### [Task instructions]
Can you copy the stretch from "Idaho’s elevation, soil" through "per 5lb bag.", word for word, from the Idaho potato text below?

Potatoes were on the menu at an AIPPI session on collective marks and geographical indications. Armed with promotional golf equipment and cuddly toys, and sporting a potato-themed tie, Patrick Kole of the Idaho Potato Commission illustrated why the state of Idaho in the United States (“a place I’m proud to call home”) produces “the best potatoes in the world”

Patrick Kole, Idaho Potato Commission

Idaho’s elevation, soil quality and history of farming all contribute to its strong potato industry. “We depend on a lot of things to make our agricultural products unique. A geographical indication is a connection to the soil combined with unique qualities of workmanship that go into the product,” said Kole, who noted that Idaho potatoes can command a premium of up to 50 cents per 5lb bag.

To protect and promote the Idaho potato brand, the state created the Idaho Potato Commission in 1937. Governed by nine commissioners, it has a $13.5 million annual budget. Since its launch, the Commission has spent over $400 million on promoting the brand.

### [Rows]

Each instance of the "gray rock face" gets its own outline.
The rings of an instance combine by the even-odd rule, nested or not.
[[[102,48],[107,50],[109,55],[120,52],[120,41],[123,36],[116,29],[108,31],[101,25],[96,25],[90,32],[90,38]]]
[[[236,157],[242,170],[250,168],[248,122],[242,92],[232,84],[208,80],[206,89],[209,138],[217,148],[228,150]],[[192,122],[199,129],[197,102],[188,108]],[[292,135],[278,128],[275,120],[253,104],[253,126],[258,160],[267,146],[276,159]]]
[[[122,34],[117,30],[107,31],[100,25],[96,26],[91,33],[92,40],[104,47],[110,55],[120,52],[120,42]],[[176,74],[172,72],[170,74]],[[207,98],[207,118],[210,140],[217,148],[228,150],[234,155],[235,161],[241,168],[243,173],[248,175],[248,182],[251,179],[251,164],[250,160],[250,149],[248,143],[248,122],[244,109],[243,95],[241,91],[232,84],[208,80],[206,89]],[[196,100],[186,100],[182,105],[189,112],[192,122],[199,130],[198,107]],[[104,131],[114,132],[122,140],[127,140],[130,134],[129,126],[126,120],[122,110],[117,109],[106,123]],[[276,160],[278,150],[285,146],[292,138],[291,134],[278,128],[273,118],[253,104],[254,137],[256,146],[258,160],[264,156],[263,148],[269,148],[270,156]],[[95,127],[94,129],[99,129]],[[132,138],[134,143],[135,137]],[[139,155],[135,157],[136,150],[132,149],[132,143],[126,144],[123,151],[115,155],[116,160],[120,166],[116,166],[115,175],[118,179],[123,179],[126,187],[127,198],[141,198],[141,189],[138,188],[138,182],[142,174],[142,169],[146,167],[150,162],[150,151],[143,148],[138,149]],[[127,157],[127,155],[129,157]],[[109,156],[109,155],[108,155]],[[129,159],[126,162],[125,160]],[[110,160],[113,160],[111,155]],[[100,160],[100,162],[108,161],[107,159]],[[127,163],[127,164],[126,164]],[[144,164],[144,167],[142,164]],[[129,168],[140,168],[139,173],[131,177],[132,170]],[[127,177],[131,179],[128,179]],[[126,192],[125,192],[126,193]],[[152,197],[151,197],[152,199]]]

### [Task output]
Idaho’s elevation, soil quality and history of farming all contribute to its strong potato industry. “We depend on a lot of things to make our agricultural products unique. A geographical indication is a connection to the soil combined with unique qualities of workmanship that go into the product,” said Kole, who noted that Idaho potatoes can command a premium of up to 50 cents per 5lb bag.